------ Records shown ------
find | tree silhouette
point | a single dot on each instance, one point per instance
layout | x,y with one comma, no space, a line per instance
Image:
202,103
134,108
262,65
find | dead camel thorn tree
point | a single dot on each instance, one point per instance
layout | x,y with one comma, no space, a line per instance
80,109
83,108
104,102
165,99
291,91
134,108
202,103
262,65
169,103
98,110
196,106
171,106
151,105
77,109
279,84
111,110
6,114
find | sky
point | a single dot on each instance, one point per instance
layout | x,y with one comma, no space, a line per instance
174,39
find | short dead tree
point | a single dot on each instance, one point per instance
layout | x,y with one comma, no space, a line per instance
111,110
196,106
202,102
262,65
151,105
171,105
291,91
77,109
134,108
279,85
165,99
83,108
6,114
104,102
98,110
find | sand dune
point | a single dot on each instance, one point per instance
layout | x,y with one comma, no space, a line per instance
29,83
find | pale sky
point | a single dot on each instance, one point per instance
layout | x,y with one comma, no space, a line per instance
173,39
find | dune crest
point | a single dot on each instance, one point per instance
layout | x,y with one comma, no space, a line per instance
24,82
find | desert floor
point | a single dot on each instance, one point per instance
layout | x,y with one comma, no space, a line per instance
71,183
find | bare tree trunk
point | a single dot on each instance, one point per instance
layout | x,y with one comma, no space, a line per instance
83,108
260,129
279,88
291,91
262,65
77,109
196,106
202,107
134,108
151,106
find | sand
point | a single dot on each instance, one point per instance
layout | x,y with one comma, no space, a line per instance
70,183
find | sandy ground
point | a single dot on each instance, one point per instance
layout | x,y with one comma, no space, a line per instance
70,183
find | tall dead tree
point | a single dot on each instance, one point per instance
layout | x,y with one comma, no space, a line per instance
------
* _Try it_:
Where a line of the data holds "find", show that line.

* _Solved problem_:
find | tree silhouette
find | dead camel thorn tree
find | sky
find | short dead tree
find | sand dune
find | pale sky
find | dune crest
find | desert floor
find | bare tree trunk
find | sand
find | sandy ground
find | tall dead tree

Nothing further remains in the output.